• GOAL OF THE EXERCISE: Please report how many lines in the data underneath hold the word "exact", with no other text.

• RECORDS SHOWN:
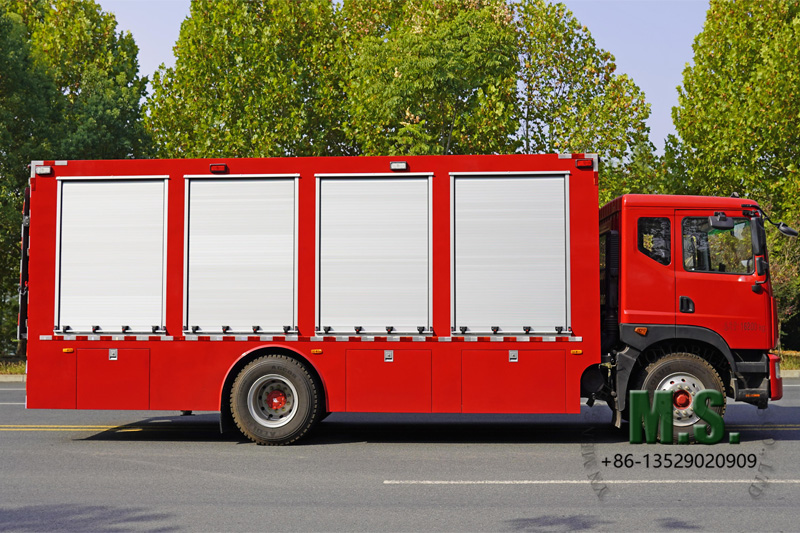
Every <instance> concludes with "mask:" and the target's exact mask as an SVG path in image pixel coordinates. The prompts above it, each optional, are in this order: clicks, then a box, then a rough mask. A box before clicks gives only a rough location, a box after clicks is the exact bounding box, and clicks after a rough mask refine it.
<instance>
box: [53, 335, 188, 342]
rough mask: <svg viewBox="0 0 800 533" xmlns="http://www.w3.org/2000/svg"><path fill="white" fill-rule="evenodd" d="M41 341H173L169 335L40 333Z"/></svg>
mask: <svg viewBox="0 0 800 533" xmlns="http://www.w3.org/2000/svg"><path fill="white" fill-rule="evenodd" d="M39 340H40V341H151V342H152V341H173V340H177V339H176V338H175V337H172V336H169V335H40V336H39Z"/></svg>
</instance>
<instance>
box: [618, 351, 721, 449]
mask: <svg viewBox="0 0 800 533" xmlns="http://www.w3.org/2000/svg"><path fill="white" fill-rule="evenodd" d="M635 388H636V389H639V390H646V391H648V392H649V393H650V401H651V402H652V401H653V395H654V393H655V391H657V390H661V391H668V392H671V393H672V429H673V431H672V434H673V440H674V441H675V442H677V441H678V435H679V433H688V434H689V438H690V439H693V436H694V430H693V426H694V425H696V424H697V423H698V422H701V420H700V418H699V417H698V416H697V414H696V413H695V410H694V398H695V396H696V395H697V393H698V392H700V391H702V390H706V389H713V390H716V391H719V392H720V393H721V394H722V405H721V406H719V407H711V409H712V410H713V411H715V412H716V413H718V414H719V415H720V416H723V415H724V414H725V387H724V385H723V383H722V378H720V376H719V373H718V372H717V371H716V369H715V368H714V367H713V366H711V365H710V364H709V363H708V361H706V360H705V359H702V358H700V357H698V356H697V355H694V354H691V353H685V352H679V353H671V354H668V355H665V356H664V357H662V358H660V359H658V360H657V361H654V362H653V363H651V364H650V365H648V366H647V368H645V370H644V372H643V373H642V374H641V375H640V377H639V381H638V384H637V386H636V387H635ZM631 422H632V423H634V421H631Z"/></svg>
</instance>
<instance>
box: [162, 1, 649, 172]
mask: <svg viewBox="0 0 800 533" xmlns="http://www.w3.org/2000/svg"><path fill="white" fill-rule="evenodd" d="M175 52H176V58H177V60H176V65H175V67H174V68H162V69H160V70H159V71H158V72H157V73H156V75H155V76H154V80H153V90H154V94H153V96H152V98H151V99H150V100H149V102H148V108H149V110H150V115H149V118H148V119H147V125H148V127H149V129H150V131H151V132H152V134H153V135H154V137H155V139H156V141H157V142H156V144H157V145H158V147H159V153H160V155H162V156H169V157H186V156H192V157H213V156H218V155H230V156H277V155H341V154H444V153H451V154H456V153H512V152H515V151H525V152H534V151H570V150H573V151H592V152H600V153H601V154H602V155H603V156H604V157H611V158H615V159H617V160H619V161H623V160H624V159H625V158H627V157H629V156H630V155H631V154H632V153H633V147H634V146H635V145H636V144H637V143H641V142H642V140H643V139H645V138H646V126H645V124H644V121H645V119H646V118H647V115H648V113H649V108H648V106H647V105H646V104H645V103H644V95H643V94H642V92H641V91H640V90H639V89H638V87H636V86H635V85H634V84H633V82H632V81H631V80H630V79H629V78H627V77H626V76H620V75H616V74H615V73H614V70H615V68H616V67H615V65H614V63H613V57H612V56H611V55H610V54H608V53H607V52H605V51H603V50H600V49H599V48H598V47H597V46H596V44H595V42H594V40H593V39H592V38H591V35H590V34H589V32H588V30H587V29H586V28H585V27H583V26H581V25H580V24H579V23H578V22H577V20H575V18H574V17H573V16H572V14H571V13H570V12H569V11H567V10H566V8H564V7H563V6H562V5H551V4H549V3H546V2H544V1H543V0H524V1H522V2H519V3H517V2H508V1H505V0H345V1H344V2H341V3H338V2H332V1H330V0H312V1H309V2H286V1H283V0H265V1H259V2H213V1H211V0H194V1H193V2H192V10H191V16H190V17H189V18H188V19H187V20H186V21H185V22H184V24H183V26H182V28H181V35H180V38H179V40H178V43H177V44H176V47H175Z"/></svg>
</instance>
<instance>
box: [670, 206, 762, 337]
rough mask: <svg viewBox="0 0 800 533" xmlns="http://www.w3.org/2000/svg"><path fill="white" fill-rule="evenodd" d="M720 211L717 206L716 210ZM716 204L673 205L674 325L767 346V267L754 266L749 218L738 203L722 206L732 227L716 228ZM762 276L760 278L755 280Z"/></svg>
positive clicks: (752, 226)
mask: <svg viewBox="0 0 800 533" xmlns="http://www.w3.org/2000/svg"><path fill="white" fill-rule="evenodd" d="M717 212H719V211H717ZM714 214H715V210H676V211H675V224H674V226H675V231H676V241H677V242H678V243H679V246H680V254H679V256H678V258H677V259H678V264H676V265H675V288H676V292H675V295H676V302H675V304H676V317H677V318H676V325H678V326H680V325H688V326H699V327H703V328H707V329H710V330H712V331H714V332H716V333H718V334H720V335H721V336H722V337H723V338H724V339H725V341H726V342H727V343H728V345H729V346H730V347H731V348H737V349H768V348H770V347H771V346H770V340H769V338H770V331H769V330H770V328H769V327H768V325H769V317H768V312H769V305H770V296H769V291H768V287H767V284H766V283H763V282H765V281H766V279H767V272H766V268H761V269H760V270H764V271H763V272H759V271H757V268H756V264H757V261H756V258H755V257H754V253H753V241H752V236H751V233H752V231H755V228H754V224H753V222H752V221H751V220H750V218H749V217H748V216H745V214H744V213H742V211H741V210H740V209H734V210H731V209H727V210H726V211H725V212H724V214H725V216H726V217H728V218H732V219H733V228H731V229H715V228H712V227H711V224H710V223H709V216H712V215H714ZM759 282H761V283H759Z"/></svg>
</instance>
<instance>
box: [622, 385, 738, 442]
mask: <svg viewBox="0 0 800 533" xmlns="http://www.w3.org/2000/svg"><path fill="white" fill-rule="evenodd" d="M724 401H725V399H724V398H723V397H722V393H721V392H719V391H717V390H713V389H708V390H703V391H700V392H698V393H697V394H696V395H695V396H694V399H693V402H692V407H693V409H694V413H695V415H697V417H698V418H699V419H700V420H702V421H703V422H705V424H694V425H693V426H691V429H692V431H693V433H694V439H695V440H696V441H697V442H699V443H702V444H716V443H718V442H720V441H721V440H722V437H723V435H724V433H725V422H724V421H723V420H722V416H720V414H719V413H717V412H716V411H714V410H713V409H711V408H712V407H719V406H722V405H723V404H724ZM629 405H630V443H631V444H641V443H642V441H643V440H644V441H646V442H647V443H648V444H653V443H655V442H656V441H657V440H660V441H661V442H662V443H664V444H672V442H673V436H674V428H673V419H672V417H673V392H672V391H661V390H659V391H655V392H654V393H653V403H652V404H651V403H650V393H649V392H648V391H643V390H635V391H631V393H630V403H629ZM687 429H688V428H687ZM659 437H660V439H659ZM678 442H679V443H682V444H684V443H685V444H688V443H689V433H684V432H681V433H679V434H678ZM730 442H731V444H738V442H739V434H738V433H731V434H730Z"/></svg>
...
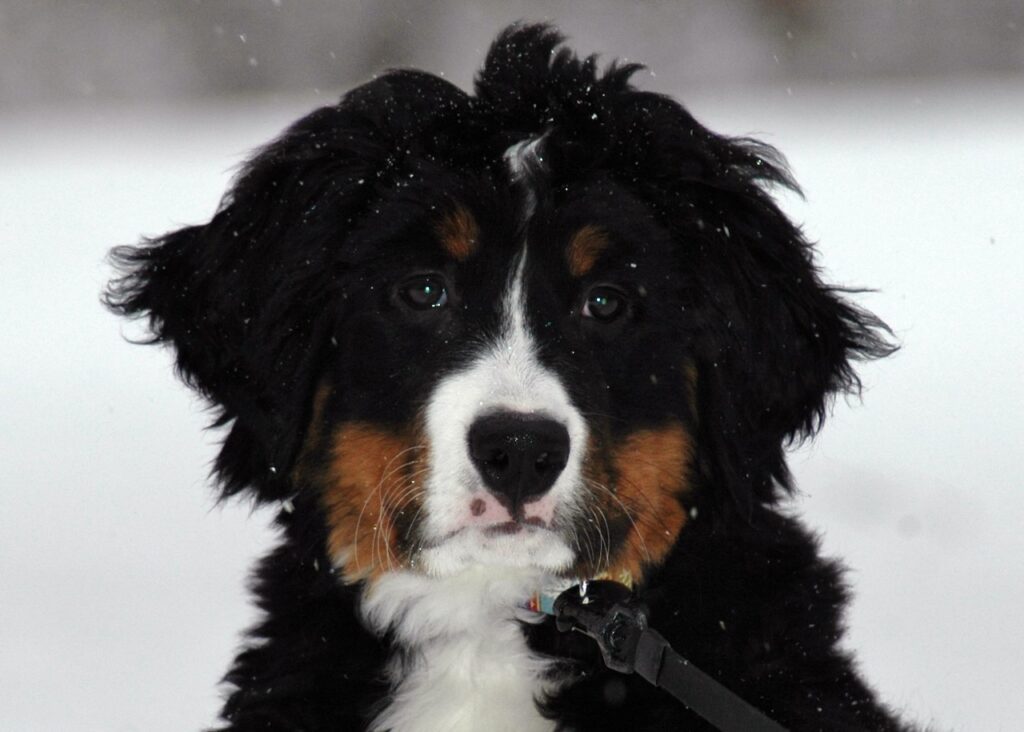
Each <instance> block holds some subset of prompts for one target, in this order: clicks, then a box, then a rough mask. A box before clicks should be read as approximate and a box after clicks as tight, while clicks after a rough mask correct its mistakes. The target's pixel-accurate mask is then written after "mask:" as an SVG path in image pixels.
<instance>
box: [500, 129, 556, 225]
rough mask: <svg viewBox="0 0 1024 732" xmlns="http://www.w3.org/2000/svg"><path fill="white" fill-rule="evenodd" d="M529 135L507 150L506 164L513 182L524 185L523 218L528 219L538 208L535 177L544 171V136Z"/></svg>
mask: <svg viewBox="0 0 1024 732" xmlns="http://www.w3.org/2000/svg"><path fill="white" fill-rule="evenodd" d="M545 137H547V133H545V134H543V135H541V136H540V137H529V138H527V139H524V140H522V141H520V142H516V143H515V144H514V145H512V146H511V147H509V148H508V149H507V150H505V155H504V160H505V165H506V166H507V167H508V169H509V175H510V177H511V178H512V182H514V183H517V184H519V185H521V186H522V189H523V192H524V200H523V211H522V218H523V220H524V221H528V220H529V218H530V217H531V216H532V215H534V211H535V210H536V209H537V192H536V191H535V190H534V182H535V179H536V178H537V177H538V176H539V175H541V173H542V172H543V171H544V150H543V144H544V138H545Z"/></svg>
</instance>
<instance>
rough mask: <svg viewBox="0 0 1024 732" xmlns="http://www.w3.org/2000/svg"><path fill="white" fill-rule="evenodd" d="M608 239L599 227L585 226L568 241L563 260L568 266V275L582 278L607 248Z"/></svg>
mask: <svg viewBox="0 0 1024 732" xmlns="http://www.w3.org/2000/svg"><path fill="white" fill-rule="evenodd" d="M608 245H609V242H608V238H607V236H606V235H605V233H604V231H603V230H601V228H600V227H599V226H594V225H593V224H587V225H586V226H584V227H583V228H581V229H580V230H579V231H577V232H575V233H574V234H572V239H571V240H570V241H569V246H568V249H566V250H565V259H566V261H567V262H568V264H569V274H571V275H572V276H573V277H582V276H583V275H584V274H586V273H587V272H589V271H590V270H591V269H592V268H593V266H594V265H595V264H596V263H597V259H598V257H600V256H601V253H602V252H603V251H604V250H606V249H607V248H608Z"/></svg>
==
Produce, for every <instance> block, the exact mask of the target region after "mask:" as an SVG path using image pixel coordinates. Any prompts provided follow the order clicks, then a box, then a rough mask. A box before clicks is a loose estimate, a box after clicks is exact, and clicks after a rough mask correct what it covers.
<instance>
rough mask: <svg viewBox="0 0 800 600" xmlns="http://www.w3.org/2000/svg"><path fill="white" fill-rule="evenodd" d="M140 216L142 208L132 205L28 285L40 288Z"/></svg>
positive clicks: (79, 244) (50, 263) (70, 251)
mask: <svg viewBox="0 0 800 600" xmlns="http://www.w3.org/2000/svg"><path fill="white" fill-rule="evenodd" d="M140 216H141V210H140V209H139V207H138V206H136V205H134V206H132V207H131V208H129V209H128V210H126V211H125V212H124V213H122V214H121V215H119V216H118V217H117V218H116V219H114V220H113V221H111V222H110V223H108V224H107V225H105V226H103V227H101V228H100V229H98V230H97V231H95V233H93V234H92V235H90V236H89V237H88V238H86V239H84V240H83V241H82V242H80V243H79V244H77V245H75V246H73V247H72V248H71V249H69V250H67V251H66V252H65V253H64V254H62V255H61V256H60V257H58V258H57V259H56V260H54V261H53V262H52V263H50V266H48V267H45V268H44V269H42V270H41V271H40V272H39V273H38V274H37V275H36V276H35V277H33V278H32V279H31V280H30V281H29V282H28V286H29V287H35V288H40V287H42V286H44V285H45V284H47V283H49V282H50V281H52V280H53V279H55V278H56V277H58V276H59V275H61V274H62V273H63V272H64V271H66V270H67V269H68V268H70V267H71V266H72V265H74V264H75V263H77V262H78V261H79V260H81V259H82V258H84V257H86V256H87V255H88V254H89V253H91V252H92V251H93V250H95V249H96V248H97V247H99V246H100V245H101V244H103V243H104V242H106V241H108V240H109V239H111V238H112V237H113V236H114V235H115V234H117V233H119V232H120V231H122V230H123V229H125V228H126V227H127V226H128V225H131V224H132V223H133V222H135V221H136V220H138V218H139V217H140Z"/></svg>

• OUTPUT FOR THIS EXERCISE: 2